▶ _INSTRUCTIONS FOR THE TASK_
Gather every line of the records that contains the string "negative", treating uppercase and lowercase as different.

┌─ RAW DATA

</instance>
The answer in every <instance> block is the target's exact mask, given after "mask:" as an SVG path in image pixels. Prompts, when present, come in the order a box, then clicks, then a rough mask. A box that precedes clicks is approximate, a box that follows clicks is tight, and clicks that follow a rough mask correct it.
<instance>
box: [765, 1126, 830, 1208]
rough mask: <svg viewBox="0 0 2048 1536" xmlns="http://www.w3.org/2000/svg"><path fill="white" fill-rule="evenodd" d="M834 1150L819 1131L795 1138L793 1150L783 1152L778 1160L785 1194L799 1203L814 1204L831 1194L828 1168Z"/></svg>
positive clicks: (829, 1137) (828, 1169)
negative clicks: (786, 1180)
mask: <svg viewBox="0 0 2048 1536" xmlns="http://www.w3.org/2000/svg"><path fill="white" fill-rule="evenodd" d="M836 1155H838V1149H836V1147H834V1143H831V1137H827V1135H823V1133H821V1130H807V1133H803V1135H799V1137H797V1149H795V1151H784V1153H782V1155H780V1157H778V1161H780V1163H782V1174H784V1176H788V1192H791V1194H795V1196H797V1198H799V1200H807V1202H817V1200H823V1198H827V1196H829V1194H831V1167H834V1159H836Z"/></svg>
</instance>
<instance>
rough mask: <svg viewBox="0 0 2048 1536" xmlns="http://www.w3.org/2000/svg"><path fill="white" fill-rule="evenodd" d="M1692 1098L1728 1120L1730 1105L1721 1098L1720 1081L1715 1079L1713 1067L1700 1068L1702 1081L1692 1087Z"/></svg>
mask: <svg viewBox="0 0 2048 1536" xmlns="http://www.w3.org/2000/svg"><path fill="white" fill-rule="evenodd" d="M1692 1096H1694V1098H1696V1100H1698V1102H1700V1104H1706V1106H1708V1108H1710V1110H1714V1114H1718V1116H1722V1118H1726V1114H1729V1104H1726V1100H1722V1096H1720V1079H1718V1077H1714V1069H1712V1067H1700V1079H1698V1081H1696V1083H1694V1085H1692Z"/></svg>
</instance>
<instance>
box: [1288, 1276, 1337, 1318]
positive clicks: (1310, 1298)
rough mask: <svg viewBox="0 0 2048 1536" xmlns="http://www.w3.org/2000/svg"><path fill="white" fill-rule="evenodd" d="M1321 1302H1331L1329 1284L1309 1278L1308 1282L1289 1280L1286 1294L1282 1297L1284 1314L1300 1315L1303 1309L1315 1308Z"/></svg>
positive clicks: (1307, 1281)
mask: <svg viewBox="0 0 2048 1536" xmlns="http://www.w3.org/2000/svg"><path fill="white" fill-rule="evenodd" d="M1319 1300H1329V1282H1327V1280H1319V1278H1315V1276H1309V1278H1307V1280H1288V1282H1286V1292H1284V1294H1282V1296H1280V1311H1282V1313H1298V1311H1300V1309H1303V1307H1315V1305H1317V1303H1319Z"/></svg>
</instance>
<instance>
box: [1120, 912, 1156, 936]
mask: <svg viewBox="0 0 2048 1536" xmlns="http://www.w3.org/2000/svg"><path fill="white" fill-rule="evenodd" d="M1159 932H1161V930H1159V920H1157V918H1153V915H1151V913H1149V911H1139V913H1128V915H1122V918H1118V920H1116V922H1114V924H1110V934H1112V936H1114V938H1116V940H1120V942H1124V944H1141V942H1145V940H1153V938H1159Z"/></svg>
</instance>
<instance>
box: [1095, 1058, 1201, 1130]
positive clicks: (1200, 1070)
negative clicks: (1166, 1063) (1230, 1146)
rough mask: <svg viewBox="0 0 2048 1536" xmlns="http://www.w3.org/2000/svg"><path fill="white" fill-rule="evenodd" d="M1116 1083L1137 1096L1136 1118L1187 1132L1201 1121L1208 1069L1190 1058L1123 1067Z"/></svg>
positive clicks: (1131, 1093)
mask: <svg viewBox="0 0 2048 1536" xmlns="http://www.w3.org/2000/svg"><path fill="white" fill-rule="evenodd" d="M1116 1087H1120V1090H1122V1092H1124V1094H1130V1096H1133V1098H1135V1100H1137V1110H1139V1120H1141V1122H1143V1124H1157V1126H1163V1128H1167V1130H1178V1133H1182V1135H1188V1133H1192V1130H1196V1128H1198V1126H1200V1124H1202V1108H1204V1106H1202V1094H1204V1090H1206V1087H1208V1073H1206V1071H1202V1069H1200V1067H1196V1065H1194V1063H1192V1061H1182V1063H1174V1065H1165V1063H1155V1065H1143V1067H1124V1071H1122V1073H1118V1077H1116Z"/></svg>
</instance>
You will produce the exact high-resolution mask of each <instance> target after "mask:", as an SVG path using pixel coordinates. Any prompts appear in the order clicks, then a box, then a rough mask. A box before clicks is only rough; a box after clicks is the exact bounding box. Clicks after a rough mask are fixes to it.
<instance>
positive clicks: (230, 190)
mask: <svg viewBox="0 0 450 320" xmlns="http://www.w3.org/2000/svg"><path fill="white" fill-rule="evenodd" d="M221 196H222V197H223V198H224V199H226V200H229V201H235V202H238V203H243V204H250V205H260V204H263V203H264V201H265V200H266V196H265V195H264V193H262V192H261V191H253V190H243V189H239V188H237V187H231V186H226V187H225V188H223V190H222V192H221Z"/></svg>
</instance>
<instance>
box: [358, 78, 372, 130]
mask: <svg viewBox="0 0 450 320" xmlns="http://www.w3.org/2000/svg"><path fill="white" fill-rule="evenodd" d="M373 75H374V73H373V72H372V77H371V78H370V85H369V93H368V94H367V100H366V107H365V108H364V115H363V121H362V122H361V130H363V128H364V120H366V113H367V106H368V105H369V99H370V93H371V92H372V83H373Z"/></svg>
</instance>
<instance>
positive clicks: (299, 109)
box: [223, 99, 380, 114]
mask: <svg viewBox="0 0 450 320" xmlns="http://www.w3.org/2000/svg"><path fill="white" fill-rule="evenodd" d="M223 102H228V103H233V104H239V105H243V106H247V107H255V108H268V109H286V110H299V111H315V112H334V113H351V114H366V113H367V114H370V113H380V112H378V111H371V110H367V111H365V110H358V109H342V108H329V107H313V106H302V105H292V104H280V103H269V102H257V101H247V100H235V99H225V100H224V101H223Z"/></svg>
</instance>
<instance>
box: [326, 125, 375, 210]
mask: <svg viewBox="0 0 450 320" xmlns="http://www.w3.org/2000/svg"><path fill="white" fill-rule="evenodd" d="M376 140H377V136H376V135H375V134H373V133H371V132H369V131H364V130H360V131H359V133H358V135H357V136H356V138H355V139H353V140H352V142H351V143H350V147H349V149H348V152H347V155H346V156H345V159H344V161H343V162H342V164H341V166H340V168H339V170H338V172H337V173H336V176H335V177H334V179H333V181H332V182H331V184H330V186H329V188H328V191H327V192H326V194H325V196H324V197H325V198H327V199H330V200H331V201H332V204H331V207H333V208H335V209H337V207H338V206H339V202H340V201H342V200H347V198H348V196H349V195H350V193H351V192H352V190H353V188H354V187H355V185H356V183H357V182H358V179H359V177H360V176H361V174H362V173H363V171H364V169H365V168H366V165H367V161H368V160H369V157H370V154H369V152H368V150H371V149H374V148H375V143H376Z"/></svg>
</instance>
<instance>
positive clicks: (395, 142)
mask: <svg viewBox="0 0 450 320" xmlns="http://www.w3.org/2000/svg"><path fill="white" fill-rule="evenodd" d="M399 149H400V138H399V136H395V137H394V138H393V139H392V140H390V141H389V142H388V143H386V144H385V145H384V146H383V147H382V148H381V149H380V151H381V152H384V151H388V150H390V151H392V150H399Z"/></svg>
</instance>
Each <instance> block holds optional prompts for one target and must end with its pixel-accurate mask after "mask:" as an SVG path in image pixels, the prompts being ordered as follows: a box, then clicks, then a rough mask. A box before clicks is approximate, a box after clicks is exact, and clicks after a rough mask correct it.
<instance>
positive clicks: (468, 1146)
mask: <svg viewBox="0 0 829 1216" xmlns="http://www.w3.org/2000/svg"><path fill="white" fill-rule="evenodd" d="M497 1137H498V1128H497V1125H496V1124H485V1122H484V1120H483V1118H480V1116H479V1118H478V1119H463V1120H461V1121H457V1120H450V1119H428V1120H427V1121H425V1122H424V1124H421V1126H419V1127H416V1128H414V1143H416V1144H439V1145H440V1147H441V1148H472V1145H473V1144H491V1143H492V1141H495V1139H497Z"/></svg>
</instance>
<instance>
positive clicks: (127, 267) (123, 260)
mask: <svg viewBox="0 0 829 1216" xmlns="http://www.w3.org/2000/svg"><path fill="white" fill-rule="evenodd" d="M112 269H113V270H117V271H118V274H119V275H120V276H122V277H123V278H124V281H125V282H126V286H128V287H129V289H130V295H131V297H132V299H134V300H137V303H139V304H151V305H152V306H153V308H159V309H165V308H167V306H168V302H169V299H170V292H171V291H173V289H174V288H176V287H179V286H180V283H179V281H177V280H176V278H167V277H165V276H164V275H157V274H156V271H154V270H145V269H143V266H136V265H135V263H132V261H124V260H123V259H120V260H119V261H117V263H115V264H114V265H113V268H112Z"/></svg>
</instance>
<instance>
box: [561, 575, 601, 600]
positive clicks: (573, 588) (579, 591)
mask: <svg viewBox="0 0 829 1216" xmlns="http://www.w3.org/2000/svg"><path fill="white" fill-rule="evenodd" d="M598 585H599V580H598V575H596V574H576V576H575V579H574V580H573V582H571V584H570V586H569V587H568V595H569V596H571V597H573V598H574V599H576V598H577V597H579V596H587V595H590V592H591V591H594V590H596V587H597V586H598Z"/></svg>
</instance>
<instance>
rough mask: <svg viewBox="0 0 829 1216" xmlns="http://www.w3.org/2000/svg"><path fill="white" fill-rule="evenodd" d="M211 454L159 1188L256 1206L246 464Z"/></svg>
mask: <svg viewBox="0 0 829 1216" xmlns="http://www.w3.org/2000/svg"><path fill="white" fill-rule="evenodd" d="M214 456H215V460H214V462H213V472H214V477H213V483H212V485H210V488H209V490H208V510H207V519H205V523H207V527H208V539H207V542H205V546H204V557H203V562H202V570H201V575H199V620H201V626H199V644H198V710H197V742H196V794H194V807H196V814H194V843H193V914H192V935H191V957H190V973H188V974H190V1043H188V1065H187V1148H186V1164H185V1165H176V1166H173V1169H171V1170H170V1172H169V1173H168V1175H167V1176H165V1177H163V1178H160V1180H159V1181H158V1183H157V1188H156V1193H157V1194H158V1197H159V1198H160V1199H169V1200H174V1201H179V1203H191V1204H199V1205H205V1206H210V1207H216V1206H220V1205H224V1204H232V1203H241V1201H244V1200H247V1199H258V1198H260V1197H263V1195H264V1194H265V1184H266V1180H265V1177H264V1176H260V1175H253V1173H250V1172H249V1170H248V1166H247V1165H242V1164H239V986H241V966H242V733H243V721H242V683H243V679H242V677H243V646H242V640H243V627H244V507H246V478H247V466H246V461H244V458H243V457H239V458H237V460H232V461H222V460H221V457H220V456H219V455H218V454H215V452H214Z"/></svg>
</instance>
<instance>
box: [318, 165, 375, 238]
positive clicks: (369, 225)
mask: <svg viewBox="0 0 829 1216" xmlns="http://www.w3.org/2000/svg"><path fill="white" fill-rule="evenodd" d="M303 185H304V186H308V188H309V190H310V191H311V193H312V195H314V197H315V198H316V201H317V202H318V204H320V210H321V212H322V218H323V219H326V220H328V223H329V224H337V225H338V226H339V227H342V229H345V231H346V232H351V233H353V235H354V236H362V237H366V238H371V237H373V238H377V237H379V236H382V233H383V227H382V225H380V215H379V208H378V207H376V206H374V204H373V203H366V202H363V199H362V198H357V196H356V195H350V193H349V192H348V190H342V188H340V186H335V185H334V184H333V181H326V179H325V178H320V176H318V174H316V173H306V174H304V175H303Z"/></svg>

└─

▶ _RESPONSE_
negative clicks: (786, 1180)
negative clicks: (1166, 1063) (1230, 1146)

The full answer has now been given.